Given text:

Bovie Medical
- Type: Public
- Traded as: AMEX: BVX
- Industry: Medical devices
- Founded: 1978
- Headquarters: Clearwater, Florida, United States
- Key people: Rob Gershon (CEO) Jack McCarthy (CCO) J. Robert Saron (president)
- Products: J-Plasma, monopolar, bipolar, Plazxact ablator, electrosurgery, veterinary, medical lighting, colposcopes
- Revenue: ▲$28.2 million (2019)
- Number of employees: 200

= Bovie Medical =

Bovie Medical Corporation was an American medical device manufacturer of medical devices, electrosurgical products and energy technologies. It was based in Clearwater, Florida with a manufacturing facility in Bulgaria.

In August 2019, the company sold off the electrocauterization portion of the business to Symmetry Surgical Inc. On January 1, 2019, the company rebranded as Apyx Medical and was listed under the new ticker symbol APYX on the NASDAQ.

Data for grounding text to image regions:

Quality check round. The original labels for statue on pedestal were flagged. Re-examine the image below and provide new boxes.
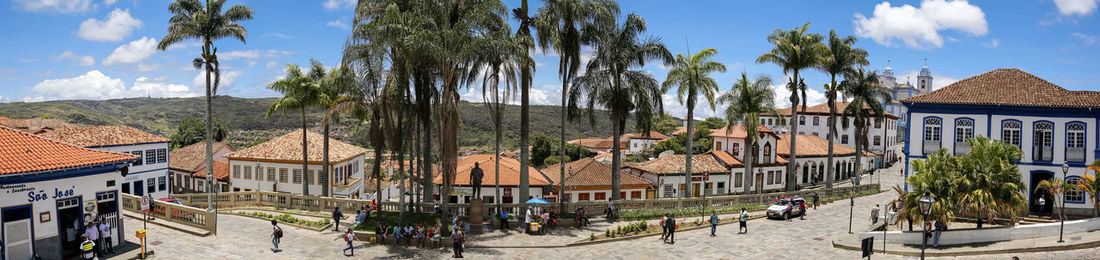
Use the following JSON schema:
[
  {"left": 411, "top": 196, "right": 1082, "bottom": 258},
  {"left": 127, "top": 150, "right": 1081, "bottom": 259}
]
[{"left": 470, "top": 162, "right": 485, "bottom": 199}]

Task goal:
Proceed with the text on Bovie Medical, continuing from its final sentence.

Result:
==Company history==
The company was founded in Purchase, New York in 1978. Bovie Medical takes its name from Dr. William T. Bovie, an American scientist and inventor who is credited with inventing the electrosurgical generator in 1926.

Bovie went public in 1983 and was listed on the NYSE under the symbol BVX.

The company also has an advanced energy unit used for cosmetic surgery under the device, Renuvion.

Bovie Medical sold their electrosurgical division and Bovie brand to Symmetry Surgical in 2018 for $97 million.